What you are asked to do: Reproduce the data below exactly, from the line containing "Where can the throw" through the line containing "pixel 85 376", both lines included.

The input:
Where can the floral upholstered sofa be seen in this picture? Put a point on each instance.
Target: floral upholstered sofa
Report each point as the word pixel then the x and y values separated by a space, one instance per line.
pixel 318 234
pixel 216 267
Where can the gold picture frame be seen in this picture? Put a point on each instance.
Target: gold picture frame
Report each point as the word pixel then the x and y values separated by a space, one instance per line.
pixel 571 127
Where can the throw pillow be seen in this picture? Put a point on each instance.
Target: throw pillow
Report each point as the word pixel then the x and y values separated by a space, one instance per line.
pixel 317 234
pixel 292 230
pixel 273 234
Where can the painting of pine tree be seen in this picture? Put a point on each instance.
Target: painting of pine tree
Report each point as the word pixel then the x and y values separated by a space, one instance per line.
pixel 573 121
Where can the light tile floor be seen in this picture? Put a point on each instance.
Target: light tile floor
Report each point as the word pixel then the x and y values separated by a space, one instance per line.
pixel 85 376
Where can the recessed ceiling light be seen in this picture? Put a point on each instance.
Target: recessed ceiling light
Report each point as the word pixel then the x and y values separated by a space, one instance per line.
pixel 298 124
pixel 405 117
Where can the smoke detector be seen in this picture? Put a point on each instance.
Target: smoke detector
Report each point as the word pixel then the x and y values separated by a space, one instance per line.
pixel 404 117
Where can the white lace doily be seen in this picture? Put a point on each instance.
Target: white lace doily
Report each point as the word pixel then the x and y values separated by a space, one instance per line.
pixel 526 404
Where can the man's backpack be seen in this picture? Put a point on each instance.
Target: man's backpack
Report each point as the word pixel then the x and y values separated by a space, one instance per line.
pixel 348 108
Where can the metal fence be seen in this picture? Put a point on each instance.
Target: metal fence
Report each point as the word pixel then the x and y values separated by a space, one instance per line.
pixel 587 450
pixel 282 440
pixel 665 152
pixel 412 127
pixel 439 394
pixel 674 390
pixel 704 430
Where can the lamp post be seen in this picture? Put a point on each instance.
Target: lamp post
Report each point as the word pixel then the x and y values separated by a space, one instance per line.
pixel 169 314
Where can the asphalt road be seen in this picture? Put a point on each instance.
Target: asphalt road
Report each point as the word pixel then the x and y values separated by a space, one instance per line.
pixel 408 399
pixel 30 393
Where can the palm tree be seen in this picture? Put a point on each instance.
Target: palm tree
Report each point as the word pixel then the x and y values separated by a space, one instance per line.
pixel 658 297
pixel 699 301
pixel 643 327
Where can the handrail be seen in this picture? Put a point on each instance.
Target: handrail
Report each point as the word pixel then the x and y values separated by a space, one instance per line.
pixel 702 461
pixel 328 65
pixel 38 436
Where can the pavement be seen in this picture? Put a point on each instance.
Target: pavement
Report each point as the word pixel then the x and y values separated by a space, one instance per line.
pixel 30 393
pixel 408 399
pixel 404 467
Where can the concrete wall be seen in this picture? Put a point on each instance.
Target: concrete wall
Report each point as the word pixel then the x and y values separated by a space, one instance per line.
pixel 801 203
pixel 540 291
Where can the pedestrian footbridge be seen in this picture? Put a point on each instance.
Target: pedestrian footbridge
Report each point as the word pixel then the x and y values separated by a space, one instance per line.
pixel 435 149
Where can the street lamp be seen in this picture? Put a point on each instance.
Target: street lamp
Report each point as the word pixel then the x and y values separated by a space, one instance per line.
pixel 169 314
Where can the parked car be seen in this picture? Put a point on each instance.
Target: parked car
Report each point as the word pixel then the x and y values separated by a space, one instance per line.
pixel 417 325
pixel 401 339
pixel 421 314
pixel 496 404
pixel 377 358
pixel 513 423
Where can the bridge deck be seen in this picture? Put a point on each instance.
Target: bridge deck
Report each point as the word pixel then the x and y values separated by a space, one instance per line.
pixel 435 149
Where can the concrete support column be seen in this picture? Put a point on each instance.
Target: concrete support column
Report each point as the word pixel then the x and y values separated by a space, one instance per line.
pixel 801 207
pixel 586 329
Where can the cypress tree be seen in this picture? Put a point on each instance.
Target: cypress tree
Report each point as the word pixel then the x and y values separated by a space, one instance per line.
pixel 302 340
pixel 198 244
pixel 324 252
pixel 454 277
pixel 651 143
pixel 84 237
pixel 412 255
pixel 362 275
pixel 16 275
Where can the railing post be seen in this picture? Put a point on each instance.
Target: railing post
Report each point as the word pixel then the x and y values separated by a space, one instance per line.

...

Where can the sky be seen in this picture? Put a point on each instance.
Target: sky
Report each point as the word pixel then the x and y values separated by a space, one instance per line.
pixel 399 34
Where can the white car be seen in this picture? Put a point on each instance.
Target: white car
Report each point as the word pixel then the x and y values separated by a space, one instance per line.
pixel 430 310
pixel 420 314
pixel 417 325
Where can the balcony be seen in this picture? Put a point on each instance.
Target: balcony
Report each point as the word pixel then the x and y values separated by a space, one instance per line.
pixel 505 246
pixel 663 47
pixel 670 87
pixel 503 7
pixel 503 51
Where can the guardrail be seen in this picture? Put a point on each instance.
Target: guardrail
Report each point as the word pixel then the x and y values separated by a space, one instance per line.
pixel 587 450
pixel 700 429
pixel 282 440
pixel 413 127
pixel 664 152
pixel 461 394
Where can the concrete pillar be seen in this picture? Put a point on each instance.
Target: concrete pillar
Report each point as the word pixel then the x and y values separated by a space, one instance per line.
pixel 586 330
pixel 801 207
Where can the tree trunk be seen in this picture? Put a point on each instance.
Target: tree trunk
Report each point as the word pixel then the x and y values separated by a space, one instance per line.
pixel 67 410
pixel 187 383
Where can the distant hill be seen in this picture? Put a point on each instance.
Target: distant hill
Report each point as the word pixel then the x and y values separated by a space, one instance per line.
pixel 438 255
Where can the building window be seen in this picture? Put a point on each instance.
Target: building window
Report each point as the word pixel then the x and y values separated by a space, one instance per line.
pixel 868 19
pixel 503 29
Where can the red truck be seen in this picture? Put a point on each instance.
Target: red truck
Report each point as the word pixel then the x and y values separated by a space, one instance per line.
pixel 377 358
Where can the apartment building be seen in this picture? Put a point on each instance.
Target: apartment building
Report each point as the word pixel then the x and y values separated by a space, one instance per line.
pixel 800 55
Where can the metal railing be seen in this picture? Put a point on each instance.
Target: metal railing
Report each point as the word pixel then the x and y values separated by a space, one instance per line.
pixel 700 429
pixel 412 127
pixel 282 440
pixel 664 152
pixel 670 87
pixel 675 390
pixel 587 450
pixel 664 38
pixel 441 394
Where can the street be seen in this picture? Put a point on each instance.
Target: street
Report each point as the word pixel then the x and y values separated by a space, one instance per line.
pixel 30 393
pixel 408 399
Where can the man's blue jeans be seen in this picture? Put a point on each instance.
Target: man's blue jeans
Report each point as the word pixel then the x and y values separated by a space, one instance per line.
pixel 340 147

* * *

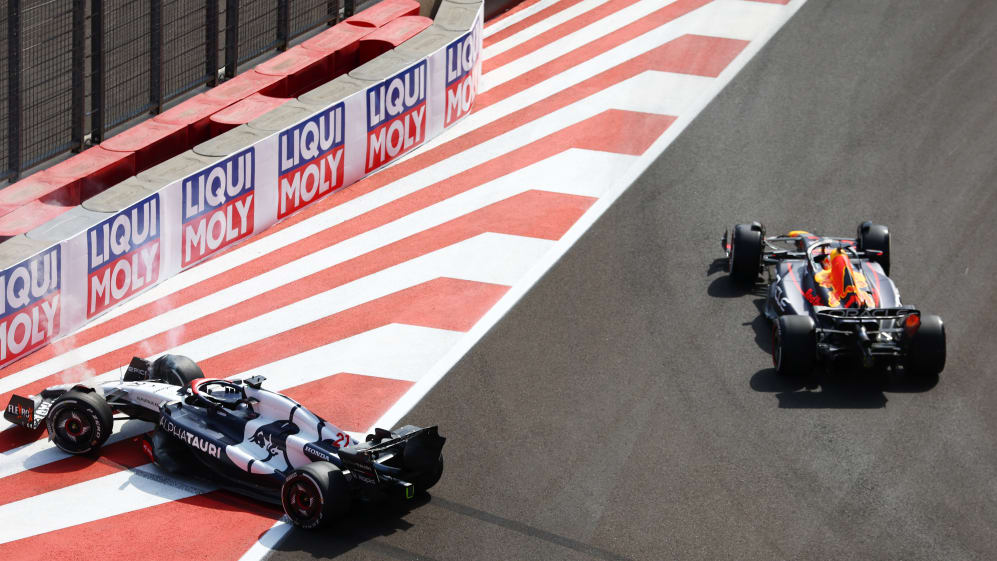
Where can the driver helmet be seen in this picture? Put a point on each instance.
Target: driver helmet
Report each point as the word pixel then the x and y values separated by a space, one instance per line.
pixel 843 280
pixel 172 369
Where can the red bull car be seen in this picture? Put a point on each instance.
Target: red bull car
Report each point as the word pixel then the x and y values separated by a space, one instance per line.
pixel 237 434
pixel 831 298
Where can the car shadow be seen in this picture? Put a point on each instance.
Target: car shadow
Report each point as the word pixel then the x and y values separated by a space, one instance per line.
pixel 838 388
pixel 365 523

Completed exercise:
Where can the throw pillow be seen in this picture? Put a point on each instance.
Target: throw pillow
Report each point as the word pixel then the x and y values separated by a space, one instance per line.
pixel 317 234
pixel 292 230
pixel 273 234
Where can the painting of pine tree be seen in this picture? Put a point on each instance.
Target: painting of pine tree
Report each point as the word pixel then the x and y values separated by a space, one instance per line.
pixel 573 121
Where can the light tile floor be seen in this picture? Put a point on each instance.
Target: light tile floor
Report each point as the word pixel then the x and y values separated by a space, one instance per line.
pixel 85 376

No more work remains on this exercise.